Exercise passage
From The Secrets of Story:

Are one or more objects representing larger ideas that grow in meaning each time they’re exchanged throughout the story?

Independent filmmakers Ted Hope and James Schamus had a great list of “No-Budget Commandments” when they ran their own production company. One was “Invest meaning in everyday commonplace things—make an orange a totemic object John Ford would be proud of.”

You can’t rely on character interactions to reveal all the emotions. When characters talk with each other, they have three different factors influencing them:

  1. their current mood
  2. what they want the other characters to do
  3. how they feel about the other characters deep down

But when you establish their relationship to an object, they can express their true emotions, unfiltered by other baggage.

Example from The Color of Money:

In The Color of Money, Paul Newman trains a naïve young pool phenomenon played by Tom Cruise. Together with Cruise’s shady girlfriend (Mary Elizabeth Mastrantonio), they tool around the Northeast, hustling in dingy joints on their way to a big tournament in Atlantic City.

Sure enough, all of the characters have their own totem objects:

  • First, Newman gives Cruise a fancy pool cue, on the condition he never use it because it would ruin the hustle. It becomes the object of all of Cruise’s frustrations as he tries to learn the business.
  • Mastrantonio wears a necklace she stole from Cruise’s mother. She chuckles as she explains to Newman, “He says his mom had one just like it.” As they compete to see who will get to exploit Cruise’s talent, Newman keeps an eye on the necklace to remind himself of whom he’s dealing with.

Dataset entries

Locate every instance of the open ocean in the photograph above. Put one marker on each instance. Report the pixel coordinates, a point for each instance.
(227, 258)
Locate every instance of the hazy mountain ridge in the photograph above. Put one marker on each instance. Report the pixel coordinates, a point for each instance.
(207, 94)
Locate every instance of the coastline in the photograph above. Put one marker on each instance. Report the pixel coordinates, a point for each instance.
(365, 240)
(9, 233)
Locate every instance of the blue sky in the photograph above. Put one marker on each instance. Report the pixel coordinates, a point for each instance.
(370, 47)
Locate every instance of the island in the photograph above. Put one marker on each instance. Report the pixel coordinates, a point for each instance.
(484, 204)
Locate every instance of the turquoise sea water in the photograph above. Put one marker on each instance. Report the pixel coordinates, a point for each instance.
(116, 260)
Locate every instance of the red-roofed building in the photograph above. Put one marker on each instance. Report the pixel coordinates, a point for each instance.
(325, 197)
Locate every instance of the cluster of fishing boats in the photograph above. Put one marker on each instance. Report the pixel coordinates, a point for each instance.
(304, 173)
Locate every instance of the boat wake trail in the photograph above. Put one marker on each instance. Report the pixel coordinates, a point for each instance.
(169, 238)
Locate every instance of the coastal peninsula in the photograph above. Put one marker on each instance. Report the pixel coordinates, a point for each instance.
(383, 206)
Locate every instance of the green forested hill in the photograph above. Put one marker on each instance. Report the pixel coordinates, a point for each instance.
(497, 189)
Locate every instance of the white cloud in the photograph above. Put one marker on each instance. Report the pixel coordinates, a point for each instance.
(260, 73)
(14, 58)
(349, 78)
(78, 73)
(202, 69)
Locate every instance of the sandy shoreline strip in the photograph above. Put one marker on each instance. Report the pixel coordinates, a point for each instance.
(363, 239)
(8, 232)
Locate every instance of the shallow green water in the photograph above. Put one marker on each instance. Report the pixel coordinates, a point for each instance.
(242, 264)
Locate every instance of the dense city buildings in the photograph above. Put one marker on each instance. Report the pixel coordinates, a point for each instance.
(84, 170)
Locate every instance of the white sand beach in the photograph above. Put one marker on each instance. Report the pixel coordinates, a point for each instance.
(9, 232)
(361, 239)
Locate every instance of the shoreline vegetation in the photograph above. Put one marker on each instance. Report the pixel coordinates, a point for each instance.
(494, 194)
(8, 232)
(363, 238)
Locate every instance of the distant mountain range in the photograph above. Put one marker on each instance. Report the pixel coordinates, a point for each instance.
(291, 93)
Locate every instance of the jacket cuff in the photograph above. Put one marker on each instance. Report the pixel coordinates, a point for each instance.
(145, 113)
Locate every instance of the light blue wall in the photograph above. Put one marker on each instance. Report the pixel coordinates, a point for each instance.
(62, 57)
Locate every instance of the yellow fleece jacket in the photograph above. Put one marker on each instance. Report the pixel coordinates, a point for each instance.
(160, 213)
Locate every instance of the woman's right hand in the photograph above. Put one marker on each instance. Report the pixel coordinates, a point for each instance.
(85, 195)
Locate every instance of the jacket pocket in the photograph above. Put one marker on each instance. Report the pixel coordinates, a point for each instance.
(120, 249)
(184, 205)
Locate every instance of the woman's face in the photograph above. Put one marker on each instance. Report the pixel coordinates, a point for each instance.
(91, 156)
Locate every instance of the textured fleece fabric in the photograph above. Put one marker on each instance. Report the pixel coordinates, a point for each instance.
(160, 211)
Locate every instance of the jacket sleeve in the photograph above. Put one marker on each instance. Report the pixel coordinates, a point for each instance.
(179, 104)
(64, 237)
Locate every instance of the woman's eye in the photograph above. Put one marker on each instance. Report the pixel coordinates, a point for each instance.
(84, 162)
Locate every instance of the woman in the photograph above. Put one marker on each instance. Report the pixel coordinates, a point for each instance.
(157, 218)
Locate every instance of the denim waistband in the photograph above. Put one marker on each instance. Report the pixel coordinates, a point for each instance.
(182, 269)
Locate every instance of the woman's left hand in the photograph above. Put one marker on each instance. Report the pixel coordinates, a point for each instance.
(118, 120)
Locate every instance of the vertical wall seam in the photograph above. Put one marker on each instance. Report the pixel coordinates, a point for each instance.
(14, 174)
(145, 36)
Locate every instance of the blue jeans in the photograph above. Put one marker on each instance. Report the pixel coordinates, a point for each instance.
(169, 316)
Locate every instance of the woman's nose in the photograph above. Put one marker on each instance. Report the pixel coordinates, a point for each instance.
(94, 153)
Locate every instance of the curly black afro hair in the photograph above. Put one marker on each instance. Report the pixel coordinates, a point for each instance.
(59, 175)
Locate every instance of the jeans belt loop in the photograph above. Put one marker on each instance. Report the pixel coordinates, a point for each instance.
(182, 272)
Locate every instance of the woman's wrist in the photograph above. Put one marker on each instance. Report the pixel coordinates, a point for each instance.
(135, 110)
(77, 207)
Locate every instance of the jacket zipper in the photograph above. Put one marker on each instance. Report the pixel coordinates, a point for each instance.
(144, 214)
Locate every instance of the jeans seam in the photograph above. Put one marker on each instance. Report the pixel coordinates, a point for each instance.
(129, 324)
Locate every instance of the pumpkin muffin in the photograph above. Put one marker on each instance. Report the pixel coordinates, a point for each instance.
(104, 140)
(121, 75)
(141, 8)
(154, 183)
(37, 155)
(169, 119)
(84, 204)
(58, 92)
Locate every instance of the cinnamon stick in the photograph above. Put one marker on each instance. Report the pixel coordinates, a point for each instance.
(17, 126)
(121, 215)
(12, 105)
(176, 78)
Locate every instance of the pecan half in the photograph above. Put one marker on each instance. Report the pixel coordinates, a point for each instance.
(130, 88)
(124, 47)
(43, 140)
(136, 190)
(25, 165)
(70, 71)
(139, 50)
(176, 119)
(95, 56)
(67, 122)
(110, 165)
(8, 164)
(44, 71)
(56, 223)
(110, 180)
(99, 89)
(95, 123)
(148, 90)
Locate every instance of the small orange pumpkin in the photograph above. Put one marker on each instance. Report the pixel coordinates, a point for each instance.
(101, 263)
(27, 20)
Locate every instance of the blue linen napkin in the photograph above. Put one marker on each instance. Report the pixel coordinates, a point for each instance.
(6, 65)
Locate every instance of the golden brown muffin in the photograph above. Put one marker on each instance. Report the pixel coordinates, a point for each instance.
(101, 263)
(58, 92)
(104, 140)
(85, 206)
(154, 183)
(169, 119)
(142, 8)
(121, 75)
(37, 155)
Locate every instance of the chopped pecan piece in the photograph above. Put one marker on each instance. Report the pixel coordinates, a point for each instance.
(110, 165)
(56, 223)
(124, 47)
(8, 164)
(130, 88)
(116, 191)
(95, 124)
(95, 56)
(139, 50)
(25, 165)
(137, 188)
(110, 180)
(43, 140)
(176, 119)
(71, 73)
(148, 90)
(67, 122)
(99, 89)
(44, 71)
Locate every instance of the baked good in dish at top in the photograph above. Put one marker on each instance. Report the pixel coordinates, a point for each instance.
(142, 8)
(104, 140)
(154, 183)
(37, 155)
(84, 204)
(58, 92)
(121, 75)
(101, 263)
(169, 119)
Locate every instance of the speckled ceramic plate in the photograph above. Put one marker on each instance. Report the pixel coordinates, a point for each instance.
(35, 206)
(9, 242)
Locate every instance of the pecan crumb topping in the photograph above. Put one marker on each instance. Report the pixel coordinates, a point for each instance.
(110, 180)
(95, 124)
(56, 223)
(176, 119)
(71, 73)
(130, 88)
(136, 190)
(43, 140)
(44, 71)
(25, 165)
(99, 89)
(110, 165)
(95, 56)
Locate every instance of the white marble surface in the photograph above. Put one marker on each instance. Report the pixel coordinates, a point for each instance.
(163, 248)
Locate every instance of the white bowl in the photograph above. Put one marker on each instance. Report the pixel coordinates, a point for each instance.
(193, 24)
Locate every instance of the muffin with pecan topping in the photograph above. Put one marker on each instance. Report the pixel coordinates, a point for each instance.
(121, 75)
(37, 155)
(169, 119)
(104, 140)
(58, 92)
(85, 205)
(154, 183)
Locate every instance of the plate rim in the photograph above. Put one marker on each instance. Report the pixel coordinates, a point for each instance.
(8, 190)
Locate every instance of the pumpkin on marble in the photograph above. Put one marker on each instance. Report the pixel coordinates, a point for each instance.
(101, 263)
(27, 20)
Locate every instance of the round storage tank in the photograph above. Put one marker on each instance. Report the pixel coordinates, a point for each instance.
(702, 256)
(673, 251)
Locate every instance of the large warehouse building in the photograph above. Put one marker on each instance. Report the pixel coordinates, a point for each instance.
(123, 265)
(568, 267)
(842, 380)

Task list
[1] According to the storytelling text, why can a character's relationship to an object reveal emotions that conversation with other characters cannot? Answer in one to three sentences.
[2] Pick up the storytelling text on totem objects after its final sentence and keep writing.

Answers by item
[1] When characters talk with each other, their words are shaped by three factors: their current mood, what they want the other characters to do, and how they feel about those characters deep down. A relationship to an object lets them express their true emotions without that extra baggage filtering them.

[2]
  • Newman doesn’t get his totem object until the end of the second act. It’s what Joseph Campbell would call “the special weapon he finds in the cave.” Newman finally admits he needs prescription glasses and uses them to compete with his former protégé.

Count how many glances and comments each one of these objects earns, and how they change meaning over the course of the movie—when they get taken out, put away, or change hands. The cagey characters can’t say what they feel, but their interactions with these objects reveal all.

As Ted Hope points out, this is the sort of thing that creates easy value. Too many stories can be summed up as “people stand around in rooms and talk,” but a story starts to come alive when the audience knows certain objects are fraught with meaning.

Example from Sherlock:

The acclaimed BBC series Sherlock updates the original Arthur Conan Doyle stories to modern day, with lots of texting and blogging added in, but show runner Stephen Moffat knows the art of adaptation is about more than technology. Even if his version had been set in 1887, Moffat is smart enough to know that some things must be changed simply because of the transition from prose to television.

The first episode adapts the novel that introduced Sherlock Holmes and his friend Watson: A Study in Scarlet. In the novel, our narrator, Watson, has survived a massacre in Afghanistan without injury, but he’s plagued by depression (which modern readers recognize as post-traumatic stress disorder, though it was still unnamed at the time). Because this is first-person prose, Watson can tell the reader about his depression in the text. As he recounts his adventure with Sherlock Holmes, he explains how it gradually helps him break free of his malaise. This is what first-person prose does best: It allows us to directly commune with the thoughts and feelings of a person as he is changed by an experience.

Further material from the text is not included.